• [Given task 1]
The piece below on U.S. government debt says the sequestration would not have been certain to reduce the federal debt. Explain why, using the reasons the piece itself gives.

• [Given text]
+++

Wednesday, July 24, 2019

Beyond Fixing the U.S. Government's Debt

After a number of failed attempts over decades to solve a problem, it is natural that the problem itself would barely get mentioned, let alone any cure. I submit that the U.S. federal debt is a case in point. President Reagan made it an issue in 1980, and Congress has tried to mandate for itself automatic spending cuts and tax increases, but to no avail. The desire for instant gratification outstripped self-discipline. This could perhaps be said of the society generally. 
In anticipation of the “fiscal cliff” steep U.S. tax increases and budget cuts that were set to go into effect January 2013 for a decade, Moody’s Investor Service served notice to Americans and their federal government that the sequestration of $1 trillion over the ten years and the immediate end of the Bush Tax Cuts would mean a downgrade in the credit rating of the U.S. Government. The New York Times reported that the rating agency, like S&P before, “emphasized political dysfunction more than soaring government debt. The agency said that Washington must come to agreement to head off billions of dollars in simultaneous tax increases and spending cuts scheduled to begin in January—and to put the government on a sustainable fiscal trajectory. Only then would the United States keep its AAA rating.”[1] Moody’s pointed to the need for “specific policies that produce a stabilization and then [a] downward trend in the ratio of federal debt to G.D.P. over the medium term.”[2] 

Moody's Investor Services     (Reuters)
Significant reductions in spending over ten years, plus an immediate end of the tax-rate reductions that George W. Bush had signed into law, would presumably have produced a downward trend in the ratio of federal debt to G.D.P. over the medium as well as long term unless a recessionary impact would be such as to counter the effect from the sequestration and tax increases. Pressure would have built to exempt spending on unemployment compensation and other sustenance programs, while the tax revenue would have fallen short. In other words, the sequestration, had it been allowed, would not have been a sure thing in reducing the federal debt.

+++

• [Working data]
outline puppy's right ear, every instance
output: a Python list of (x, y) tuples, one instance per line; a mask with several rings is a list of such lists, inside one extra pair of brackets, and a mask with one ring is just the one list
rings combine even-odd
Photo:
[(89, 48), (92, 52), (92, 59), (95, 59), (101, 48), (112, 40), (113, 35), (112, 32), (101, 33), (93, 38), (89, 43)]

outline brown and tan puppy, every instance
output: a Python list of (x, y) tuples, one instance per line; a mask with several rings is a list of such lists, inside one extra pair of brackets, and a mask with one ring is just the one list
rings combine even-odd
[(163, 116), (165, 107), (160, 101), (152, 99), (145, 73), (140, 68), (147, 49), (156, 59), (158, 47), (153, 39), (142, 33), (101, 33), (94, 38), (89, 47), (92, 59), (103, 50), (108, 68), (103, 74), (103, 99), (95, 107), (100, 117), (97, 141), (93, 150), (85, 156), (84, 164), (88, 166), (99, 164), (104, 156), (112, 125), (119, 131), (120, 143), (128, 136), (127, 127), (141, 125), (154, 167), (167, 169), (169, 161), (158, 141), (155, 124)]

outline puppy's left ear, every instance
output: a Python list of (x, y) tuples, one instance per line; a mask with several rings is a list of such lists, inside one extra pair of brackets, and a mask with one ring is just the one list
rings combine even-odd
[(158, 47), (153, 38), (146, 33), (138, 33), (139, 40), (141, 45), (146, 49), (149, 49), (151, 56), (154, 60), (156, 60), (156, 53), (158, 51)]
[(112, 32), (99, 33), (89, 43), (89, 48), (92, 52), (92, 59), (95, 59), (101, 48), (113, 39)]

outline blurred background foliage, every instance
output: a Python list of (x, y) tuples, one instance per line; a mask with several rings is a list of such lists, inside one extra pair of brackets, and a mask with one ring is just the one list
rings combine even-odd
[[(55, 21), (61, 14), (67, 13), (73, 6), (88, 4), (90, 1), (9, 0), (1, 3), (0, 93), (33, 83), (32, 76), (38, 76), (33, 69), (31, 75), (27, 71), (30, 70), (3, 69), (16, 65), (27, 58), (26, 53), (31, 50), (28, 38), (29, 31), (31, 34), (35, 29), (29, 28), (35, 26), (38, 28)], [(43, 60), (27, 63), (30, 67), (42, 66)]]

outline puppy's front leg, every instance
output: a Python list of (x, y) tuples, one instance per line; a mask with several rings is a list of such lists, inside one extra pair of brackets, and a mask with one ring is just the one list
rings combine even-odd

+++

• [Given task 2]
Put the lines of the listing into a numbered list, beginning at the line that contains "outline puppy's front leg, every instance" and stopping after the last line of the listing, and leave out any blank lines.

• [Finished answer 1]
A recession could have offset the effect of the spending cuts and tax increases. Pressure would also have built to exempt spending on unemployment compensation and other sustenance programs, while tax revenue would have fallen short.

• [Finished answer 2]
1. outline puppy's front leg, every instance
2. output: a Python list of (x, y) tuples, one instance per line; a mask with several rings is a list of such lists, inside one extra pair of brackets, and a mask with one ring is just the one list
3. rings combine even-odd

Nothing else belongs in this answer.